§ Required work
Can you render every line of the records below as a Markdown table with two columns, Row for the line's number and Line for its text, leaving out any blank lines?

>>>>

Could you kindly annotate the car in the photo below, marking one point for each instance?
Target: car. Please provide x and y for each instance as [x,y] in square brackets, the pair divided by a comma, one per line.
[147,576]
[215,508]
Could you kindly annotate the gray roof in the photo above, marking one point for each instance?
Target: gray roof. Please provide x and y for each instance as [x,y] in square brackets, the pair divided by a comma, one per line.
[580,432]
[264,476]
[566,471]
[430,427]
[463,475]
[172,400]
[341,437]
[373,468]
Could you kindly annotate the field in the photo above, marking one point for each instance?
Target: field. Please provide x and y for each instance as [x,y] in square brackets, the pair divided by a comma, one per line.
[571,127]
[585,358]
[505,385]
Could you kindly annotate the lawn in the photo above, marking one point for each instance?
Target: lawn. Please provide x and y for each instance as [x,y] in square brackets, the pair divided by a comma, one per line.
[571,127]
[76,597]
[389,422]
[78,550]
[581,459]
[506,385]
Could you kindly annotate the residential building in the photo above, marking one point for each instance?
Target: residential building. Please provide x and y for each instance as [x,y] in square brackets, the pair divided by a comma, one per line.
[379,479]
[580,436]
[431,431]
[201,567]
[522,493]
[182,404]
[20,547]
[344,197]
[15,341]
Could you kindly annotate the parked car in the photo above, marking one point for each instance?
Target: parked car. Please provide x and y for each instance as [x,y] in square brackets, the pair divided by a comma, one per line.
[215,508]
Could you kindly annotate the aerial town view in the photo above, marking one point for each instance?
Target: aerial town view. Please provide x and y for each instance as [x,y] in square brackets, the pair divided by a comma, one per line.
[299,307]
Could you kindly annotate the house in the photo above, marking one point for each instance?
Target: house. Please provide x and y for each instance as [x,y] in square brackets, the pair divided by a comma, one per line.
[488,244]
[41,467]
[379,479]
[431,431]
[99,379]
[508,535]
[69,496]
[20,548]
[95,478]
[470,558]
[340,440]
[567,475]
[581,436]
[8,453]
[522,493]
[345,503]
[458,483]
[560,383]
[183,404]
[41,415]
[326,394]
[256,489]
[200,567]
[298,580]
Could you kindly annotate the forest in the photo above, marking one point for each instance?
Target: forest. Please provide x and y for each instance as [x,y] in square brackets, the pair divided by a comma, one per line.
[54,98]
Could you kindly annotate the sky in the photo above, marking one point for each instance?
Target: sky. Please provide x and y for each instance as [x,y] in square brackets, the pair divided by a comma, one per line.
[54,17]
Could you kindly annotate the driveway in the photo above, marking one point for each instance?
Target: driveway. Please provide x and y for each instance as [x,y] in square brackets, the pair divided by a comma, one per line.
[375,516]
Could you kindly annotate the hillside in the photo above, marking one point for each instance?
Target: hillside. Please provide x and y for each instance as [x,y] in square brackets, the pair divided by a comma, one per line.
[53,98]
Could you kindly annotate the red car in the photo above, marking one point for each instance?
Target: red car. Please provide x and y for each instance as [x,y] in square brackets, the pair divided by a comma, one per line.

<<<<

§ Result of the exercise
| Row | Line |
|---|---|
| 1 | Could you kindly annotate the car in the photo below, marking one point for each instance? |
| 2 | Target: car. Please provide x and y for each instance as [x,y] in square brackets, the pair divided by a comma, one per line. |
| 3 | [147,576] |
| 4 | [215,508] |
| 5 | Could you kindly annotate the gray roof in the photo above, marking one point for each instance? |
| 6 | Target: gray roof. Please provide x and y for each instance as [x,y] in square brackets, the pair divided by a comma, one per line. |
| 7 | [580,432] |
| 8 | [264,476] |
| 9 | [566,471] |
| 10 | [430,427] |
| 11 | [463,475] |
| 12 | [172,400] |
| 13 | [341,437] |
| 14 | [373,468] |
| 15 | Could you kindly annotate the field in the photo above, marking one point for each instance? |
| 16 | Target: field. Please provide x and y for each instance as [x,y] in square brackets, the pair divided by a comma, one per line. |
| 17 | [571,127] |
| 18 | [585,358] |
| 19 | [505,385] |
| 20 | Could you kindly annotate the lawn in the photo above, marking one point for each instance? |
| 21 | Target: lawn. Please provide x and y for each instance as [x,y] in square brackets, the pair divided by a comma, one per line. |
| 22 | [571,127] |
| 23 | [76,597] |
| 24 | [389,422] |
| 25 | [78,550] |
| 26 | [581,459] |
| 27 | [506,385] |
| 28 | Could you kindly annotate the residential building in the photo above, marking one point for each instance? |
| 29 | Target: residential building. Please provide x and y for each instance as [x,y] in square brackets, the pair divided by a comma, one per line. |
| 30 | [379,479] |
| 31 | [580,436] |
| 32 | [431,431] |
| 33 | [201,567] |
| 34 | [522,493] |
| 35 | [182,404] |
| 36 | [20,547] |
| 37 | [344,197] |
| 38 | [15,341] |
| 39 | Could you kindly annotate the parked car in the photo above, marking one point for each instance? |
| 40 | Target: parked car. Please provide x and y for each instance as [x,y] in square brackets, the pair divided by a comma, one per line. |
| 41 | [215,508] |
| 42 | Could you kindly annotate the aerial town view in the photo above, marking one point for each instance? |
| 43 | Target: aerial town view. Please provide x and y for each instance as [x,y] in square brackets, the pair divided by a comma, one per line. |
| 44 | [299,307] |
| 45 | Could you kindly annotate the house in the photo above, marking one point for each instance? |
| 46 | Target: house. Please provide x and y for each instance as [x,y] in square brackets, the pair divided by a comma, one per line. |
| 47 | [488,244] |
| 48 | [41,467] |
| 49 | [379,479] |
| 50 | [431,431] |
| 51 | [99,379] |
| 52 | [508,535] |
| 53 | [69,496] |
| 54 | [20,548] |
| 55 | [95,478] |
| 56 | [470,558] |
| 57 | [340,440] |
| 58 | [567,475] |
| 59 | [581,436] |
| 60 | [8,453] |
| 61 | [522,493] |
| 62 | [345,503] |
| 63 | [458,483] |
| 64 | [560,383] |
| 65 | [183,404] |
| 66 | [41,415] |
| 67 | [326,394] |
| 68 | [256,489] |
| 69 | [200,567] |
| 70 | [298,580] |
| 71 | Could you kindly annotate the forest in the photo above, marking one point for each instance? |
| 72 | Target: forest. Please provide x and y for each instance as [x,y] in square brackets, the pair divided by a comma, one per line. |
| 73 | [54,98] |
| 74 | Could you kindly annotate the sky in the photo above, marking one point for each instance? |
| 75 | Target: sky. Please provide x and y for each instance as [x,y] in square brackets, the pair divided by a comma, one per line. |
| 76 | [54,17] |
| 77 | Could you kindly annotate the driveway in the photo above, marking one point for each instance? |
| 78 | Target: driveway. Please provide x and y for each instance as [x,y] in square brackets, the pair divided by a comma, one per line. |
| 79 | [375,516] |
| 80 | Could you kindly annotate the hillside in the photo above, marking one point for each instance? |
| 81 | Target: hillside. Please provide x and y for each instance as [x,y] in square brackets, the pair divided by a comma, one per line. |
| 82 | [53,98] |
| 83 | Could you kindly annotate the red car in the photo above, marking one point for each instance? |
| 84 | Target: red car. Please provide x and y for each instance as [x,y] in square brackets, the pair divided by a comma, one per line. |